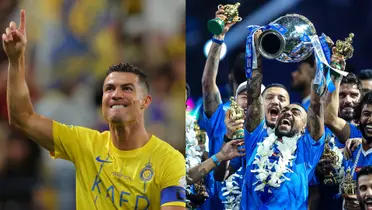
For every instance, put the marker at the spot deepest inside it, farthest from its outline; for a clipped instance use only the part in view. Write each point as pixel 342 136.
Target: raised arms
pixel 21 112
pixel 211 94
pixel 331 119
pixel 315 115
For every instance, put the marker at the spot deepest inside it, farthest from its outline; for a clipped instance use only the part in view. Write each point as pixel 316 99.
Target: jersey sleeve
pixel 215 128
pixel 69 141
pixel 173 181
pixel 251 139
pixel 311 151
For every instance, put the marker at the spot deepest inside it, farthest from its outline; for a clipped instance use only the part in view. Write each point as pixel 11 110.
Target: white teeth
pixel 117 106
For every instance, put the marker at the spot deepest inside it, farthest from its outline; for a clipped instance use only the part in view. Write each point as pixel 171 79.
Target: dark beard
pixel 291 133
pixel 362 129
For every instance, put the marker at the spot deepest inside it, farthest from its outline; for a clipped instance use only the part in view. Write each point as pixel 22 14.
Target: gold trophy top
pixel 344 48
pixel 231 12
pixel 236 112
pixel 349 185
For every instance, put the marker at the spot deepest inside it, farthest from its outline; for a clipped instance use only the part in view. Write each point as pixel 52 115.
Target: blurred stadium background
pixel 71 44
pixel 335 18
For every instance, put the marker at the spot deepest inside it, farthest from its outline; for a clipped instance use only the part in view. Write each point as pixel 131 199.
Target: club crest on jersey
pixel 147 173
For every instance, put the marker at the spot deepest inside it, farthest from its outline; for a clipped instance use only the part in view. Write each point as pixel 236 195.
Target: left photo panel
pixel 92 105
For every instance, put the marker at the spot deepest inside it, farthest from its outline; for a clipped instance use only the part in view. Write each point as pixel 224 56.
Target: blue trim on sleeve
pixel 173 194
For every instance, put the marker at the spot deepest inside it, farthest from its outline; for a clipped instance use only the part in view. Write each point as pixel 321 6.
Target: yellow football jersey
pixel 108 178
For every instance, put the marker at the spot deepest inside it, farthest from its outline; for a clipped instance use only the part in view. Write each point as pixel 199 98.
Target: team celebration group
pixel 260 150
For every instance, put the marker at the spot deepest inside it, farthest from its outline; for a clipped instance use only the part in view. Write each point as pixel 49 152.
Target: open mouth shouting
pixel 273 113
pixel 368 203
pixel 285 123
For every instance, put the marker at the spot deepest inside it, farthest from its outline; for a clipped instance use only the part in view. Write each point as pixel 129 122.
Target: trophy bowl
pixel 289 44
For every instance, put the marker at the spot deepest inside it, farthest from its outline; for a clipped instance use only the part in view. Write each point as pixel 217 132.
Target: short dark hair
pixel 126 67
pixel 366 99
pixel 352 79
pixel 238 69
pixel 275 85
pixel 365 171
pixel 365 74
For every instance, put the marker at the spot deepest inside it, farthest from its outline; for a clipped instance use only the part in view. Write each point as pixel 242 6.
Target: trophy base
pixel 215 26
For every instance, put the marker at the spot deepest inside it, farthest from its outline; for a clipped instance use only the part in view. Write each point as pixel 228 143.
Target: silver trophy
pixel 290 45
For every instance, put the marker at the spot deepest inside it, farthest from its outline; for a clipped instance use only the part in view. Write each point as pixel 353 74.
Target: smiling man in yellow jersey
pixel 124 168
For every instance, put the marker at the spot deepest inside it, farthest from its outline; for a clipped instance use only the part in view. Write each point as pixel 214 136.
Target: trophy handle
pixel 237 19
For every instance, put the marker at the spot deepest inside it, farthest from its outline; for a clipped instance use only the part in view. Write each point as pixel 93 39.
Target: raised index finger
pixel 22 25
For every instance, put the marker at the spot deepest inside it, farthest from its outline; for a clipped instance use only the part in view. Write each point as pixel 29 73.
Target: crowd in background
pixel 71 44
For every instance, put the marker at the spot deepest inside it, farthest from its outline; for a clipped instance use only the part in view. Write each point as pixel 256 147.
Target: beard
pixel 292 132
pixel 270 125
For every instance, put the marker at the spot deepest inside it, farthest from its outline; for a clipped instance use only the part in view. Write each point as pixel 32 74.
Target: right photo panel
pixel 279 105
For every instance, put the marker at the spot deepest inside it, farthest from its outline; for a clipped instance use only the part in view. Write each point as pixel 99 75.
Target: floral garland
pixel 273 173
pixel 196 192
pixel 231 190
pixel 193 151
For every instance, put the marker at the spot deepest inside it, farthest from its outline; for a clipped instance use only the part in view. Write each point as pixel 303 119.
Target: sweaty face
pixel 124 99
pixel 302 76
pixel 364 193
pixel 367 85
pixel 366 122
pixel 292 120
pixel 275 98
pixel 349 97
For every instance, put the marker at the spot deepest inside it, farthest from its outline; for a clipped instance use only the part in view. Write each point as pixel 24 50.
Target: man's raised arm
pixel 21 112
pixel 211 94
pixel 331 119
pixel 315 115
pixel 255 112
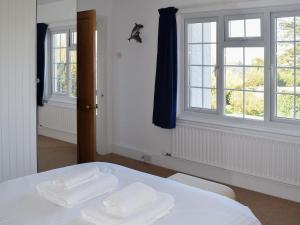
== == ==
[Exercise]
Pull out every line in the listing that contains the string "trophy", matching uppercase and lowercase exactly.

[The answer]
Target: gold trophy top
Target: trophy bowl
Target: trophy base
Target: silver trophy
Target: trophy handle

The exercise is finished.